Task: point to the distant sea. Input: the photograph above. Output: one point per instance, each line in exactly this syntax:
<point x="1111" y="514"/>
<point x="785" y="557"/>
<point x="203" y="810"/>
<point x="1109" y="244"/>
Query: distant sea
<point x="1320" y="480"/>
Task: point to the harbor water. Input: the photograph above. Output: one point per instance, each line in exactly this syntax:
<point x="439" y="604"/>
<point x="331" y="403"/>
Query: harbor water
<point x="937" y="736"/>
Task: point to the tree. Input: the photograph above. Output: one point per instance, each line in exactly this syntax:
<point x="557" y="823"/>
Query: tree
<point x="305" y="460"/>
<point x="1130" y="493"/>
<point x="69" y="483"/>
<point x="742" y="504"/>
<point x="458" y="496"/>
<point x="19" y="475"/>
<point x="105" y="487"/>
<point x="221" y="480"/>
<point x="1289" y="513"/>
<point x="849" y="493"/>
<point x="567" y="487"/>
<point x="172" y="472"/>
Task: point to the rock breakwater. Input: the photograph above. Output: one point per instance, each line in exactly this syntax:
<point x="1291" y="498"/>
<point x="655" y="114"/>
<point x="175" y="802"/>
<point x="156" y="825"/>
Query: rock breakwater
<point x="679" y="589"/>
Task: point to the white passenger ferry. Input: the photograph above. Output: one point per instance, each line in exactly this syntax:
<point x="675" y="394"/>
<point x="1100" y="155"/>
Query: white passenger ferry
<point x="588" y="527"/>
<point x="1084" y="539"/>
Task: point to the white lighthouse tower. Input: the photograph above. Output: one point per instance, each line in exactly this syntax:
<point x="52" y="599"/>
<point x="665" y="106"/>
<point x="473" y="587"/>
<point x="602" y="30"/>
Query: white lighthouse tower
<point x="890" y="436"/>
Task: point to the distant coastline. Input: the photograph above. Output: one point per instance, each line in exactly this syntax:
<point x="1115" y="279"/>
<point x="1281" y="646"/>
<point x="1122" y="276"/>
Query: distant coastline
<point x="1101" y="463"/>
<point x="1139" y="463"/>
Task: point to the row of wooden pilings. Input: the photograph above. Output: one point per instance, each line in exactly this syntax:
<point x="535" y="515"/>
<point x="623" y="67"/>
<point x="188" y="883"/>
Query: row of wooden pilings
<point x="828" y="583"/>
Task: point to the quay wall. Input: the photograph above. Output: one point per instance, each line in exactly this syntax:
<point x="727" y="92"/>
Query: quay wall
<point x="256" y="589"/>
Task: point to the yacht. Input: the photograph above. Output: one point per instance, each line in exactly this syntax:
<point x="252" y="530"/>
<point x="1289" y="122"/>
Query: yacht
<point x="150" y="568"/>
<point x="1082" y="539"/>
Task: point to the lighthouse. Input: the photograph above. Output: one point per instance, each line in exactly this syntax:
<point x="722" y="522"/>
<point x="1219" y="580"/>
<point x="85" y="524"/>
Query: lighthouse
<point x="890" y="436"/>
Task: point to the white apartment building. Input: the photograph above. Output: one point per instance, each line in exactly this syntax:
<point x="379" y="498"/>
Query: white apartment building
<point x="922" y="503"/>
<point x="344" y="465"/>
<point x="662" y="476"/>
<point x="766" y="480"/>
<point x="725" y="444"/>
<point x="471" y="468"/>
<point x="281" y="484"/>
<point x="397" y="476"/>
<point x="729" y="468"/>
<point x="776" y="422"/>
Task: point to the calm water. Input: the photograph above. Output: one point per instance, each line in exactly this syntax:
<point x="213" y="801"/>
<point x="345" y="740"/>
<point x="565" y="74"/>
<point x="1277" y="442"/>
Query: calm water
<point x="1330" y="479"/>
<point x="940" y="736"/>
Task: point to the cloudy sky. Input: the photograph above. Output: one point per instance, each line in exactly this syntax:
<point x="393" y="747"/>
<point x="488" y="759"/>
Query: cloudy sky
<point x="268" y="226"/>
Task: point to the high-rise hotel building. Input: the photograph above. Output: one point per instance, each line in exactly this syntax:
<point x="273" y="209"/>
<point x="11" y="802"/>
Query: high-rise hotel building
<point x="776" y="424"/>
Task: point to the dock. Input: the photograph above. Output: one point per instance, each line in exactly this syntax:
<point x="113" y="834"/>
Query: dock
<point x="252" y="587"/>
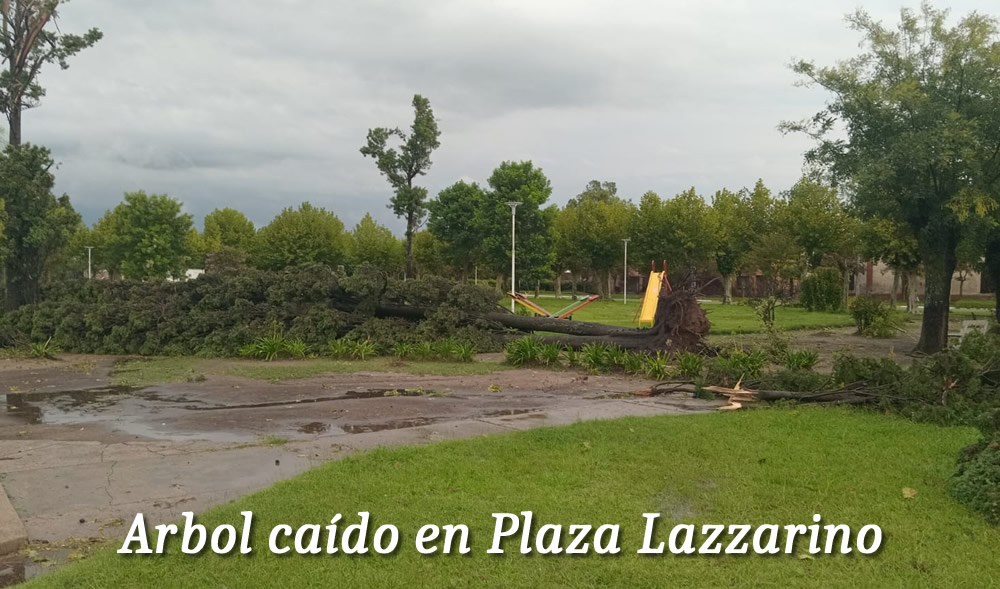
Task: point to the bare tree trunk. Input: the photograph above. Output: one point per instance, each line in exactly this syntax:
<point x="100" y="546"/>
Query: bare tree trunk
<point x="846" y="291"/>
<point x="14" y="120"/>
<point x="895" y="287"/>
<point x="939" y="267"/>
<point x="911" y="293"/>
<point x="727" y="290"/>
<point x="410" y="270"/>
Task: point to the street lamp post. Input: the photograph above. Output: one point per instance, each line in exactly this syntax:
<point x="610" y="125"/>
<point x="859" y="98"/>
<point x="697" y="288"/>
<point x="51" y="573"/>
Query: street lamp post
<point x="90" y="274"/>
<point x="625" y="274"/>
<point x="513" y="281"/>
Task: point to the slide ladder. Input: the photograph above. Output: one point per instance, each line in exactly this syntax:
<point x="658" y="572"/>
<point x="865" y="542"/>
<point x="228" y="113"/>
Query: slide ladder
<point x="657" y="282"/>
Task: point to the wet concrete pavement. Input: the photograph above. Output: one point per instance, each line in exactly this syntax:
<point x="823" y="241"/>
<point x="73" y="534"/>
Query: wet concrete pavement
<point x="81" y="464"/>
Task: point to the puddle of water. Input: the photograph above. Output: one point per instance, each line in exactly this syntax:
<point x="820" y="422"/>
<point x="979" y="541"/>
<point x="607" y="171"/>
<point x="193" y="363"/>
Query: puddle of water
<point x="378" y="427"/>
<point x="121" y="409"/>
<point x="315" y="427"/>
<point x="508" y="412"/>
<point x="29" y="406"/>
<point x="18" y="568"/>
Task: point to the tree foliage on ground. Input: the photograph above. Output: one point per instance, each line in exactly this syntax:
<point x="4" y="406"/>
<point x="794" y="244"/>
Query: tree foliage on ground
<point x="306" y="235"/>
<point x="218" y="313"/>
<point x="31" y="39"/>
<point x="401" y="166"/>
<point x="37" y="223"/>
<point x="374" y="244"/>
<point x="145" y="237"/>
<point x="912" y="128"/>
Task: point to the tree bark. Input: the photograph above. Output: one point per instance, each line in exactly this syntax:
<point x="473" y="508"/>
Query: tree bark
<point x="939" y="267"/>
<point x="410" y="272"/>
<point x="846" y="291"/>
<point x="892" y="292"/>
<point x="912" y="303"/>
<point x="14" y="120"/>
<point x="993" y="268"/>
<point x="727" y="290"/>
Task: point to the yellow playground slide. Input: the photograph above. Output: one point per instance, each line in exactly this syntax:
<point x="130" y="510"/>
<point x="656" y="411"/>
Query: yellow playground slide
<point x="648" y="312"/>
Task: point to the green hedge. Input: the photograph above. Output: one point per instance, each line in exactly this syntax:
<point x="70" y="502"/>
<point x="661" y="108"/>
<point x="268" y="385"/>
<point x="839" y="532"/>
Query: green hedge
<point x="215" y="315"/>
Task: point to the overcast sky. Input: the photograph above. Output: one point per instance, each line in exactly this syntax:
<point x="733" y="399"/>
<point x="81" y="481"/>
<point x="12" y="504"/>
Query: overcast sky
<point x="261" y="104"/>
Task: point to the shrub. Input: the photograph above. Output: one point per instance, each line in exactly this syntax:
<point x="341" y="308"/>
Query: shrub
<point x="445" y="349"/>
<point x="872" y="317"/>
<point x="800" y="359"/>
<point x="550" y="354"/>
<point x="402" y="350"/>
<point x="634" y="364"/>
<point x="46" y="349"/>
<point x="524" y="351"/>
<point x="361" y="349"/>
<point x="423" y="351"/>
<point x="296" y="348"/>
<point x="690" y="364"/>
<point x="572" y="357"/>
<point x="594" y="357"/>
<point x="658" y="366"/>
<point x="268" y="347"/>
<point x="823" y="290"/>
<point x="340" y="348"/>
<point x="976" y="483"/>
<point x="614" y="358"/>
<point x="465" y="352"/>
<point x="735" y="366"/>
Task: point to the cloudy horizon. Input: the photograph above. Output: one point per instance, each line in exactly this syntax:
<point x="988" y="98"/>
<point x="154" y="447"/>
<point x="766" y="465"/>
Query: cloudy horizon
<point x="267" y="106"/>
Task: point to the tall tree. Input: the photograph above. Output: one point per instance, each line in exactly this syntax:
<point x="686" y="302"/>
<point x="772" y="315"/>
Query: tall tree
<point x="735" y="236"/>
<point x="893" y="244"/>
<point x="588" y="232"/>
<point x="228" y="228"/>
<point x="371" y="243"/>
<point x="301" y="236"/>
<point x="821" y="226"/>
<point x="37" y="222"/>
<point x="516" y="182"/>
<point x="451" y="221"/>
<point x="680" y="230"/>
<point x="31" y="39"/>
<point x="401" y="166"/>
<point x="146" y="237"/>
<point x="913" y="130"/>
<point x="429" y="255"/>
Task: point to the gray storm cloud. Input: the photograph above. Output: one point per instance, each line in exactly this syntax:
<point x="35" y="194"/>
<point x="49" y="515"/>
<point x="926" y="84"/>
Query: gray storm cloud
<point x="261" y="104"/>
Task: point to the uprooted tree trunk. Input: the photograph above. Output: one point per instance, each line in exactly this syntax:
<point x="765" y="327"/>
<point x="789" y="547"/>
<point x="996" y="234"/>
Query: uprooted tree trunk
<point x="680" y="324"/>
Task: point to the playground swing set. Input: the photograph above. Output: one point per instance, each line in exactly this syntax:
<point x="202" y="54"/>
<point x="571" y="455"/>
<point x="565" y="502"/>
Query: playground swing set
<point x="647" y="312"/>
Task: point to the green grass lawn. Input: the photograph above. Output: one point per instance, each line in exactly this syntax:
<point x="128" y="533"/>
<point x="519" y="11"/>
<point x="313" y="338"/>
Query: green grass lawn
<point x="149" y="371"/>
<point x="725" y="319"/>
<point x="755" y="467"/>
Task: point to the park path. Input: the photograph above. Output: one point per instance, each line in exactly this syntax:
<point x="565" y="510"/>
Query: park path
<point x="78" y="465"/>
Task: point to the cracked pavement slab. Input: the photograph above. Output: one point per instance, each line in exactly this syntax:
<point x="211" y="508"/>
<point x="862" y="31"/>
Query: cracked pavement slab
<point x="81" y="464"/>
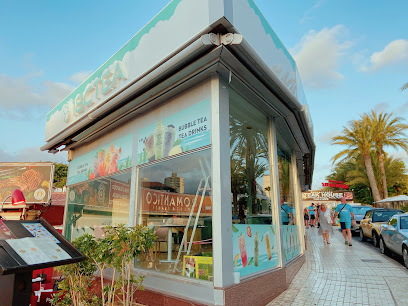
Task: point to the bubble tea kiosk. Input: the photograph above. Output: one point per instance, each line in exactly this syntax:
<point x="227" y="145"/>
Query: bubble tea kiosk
<point x="197" y="128"/>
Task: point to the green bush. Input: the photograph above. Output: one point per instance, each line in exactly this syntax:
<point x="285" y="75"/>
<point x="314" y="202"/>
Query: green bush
<point x="116" y="251"/>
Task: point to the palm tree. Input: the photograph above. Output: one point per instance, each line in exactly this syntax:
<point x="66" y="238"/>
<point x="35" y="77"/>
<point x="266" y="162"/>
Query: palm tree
<point x="353" y="173"/>
<point x="249" y="146"/>
<point x="387" y="131"/>
<point x="358" y="139"/>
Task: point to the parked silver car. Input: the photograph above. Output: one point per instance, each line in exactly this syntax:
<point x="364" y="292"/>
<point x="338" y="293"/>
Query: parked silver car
<point x="394" y="236"/>
<point x="359" y="213"/>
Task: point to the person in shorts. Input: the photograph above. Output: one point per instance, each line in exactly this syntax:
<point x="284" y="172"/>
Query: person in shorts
<point x="311" y="214"/>
<point x="345" y="211"/>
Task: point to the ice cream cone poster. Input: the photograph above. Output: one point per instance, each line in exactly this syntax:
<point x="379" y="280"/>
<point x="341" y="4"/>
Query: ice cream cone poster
<point x="254" y="248"/>
<point x="186" y="130"/>
<point x="291" y="243"/>
<point x="110" y="158"/>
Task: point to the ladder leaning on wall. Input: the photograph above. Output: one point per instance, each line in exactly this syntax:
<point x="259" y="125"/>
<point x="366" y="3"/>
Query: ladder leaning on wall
<point x="203" y="187"/>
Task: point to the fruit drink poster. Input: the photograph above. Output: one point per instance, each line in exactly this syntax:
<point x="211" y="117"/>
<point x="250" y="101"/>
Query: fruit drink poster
<point x="39" y="231"/>
<point x="33" y="179"/>
<point x="290" y="243"/>
<point x="186" y="130"/>
<point x="254" y="248"/>
<point x="110" y="158"/>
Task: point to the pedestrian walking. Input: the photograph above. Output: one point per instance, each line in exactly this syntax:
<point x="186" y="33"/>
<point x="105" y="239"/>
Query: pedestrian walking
<point x="306" y="217"/>
<point x="311" y="214"/>
<point x="325" y="218"/>
<point x="345" y="211"/>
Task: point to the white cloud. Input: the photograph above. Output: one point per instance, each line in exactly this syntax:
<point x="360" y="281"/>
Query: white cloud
<point x="381" y="106"/>
<point x="18" y="93"/>
<point x="79" y="77"/>
<point x="326" y="138"/>
<point x="393" y="53"/>
<point x="33" y="155"/>
<point x="308" y="13"/>
<point x="318" y="55"/>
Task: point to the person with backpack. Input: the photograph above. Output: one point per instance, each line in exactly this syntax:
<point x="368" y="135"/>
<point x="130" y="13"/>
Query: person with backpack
<point x="345" y="211"/>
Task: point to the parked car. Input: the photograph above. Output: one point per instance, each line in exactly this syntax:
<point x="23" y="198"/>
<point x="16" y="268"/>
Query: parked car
<point x="359" y="213"/>
<point x="394" y="237"/>
<point x="370" y="225"/>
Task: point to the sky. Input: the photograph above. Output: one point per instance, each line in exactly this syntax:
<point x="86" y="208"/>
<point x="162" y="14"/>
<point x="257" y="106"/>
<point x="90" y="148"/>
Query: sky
<point x="352" y="57"/>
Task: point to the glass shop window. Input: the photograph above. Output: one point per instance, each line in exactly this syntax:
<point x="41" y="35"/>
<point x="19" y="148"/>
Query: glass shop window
<point x="254" y="241"/>
<point x="290" y="230"/>
<point x="95" y="204"/>
<point x="174" y="200"/>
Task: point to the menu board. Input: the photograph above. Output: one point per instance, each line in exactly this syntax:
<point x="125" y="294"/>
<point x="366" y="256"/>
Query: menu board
<point x="5" y="232"/>
<point x="37" y="250"/>
<point x="198" y="267"/>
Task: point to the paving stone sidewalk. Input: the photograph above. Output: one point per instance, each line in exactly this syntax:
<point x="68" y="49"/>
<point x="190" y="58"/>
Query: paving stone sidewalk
<point x="337" y="274"/>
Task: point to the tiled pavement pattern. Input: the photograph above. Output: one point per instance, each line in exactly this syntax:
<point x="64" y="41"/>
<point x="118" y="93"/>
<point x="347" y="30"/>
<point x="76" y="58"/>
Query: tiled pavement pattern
<point x="336" y="274"/>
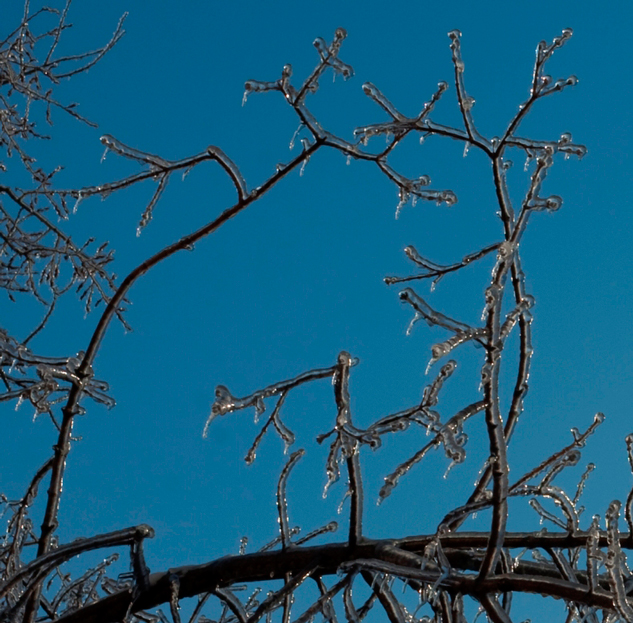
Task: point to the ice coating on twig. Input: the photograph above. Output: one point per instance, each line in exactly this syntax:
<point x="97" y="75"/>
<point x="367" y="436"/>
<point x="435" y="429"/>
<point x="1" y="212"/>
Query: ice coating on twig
<point x="282" y="503"/>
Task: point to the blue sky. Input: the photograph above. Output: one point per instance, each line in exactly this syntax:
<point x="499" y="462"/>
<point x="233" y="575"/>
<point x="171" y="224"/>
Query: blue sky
<point x="298" y="276"/>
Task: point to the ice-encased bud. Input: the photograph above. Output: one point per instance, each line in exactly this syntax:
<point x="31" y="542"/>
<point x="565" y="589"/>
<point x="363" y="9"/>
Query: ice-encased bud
<point x="224" y="401"/>
<point x="340" y="34"/>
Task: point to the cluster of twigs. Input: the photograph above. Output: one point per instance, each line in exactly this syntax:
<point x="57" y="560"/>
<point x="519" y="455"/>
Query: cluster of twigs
<point x="419" y="578"/>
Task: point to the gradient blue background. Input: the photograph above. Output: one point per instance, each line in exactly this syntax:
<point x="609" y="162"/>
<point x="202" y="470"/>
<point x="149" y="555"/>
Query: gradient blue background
<point x="298" y="276"/>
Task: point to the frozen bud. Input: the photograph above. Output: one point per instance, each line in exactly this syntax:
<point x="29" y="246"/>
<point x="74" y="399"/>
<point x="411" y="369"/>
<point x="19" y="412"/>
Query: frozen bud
<point x="224" y="401"/>
<point x="341" y="34"/>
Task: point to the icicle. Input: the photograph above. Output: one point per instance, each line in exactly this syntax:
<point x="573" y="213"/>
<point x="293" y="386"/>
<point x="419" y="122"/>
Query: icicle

▶ _WHAT TO WORK ON_:
Copy, character for character, the lines from the line that holds "Task: point to the gradient" through the final line of the records above.

▶ _EXPECTED ANSWER_:
Task: point to the gradient blue background. Input: the photograph above. Output: one point per instance, each line in exactly this syntax:
<point x="609" y="162"/>
<point x="202" y="470"/>
<point x="149" y="555"/>
Query: gradient blue background
<point x="298" y="276"/>
Task: point to the frozen bud. Input: the photograph above. Output: one point per instance, each line in exactly this syntax:
<point x="29" y="246"/>
<point x="74" y="399"/>
<point x="411" y="369"/>
<point x="19" y="412"/>
Query: frozen bud
<point x="224" y="401"/>
<point x="341" y="34"/>
Task: point to the icicle. Input: the photograph above. Output: one point per instance, each line in exactly this syntax:
<point x="573" y="213"/>
<point x="293" y="386"/>
<point x="419" y="122"/>
Query: icicle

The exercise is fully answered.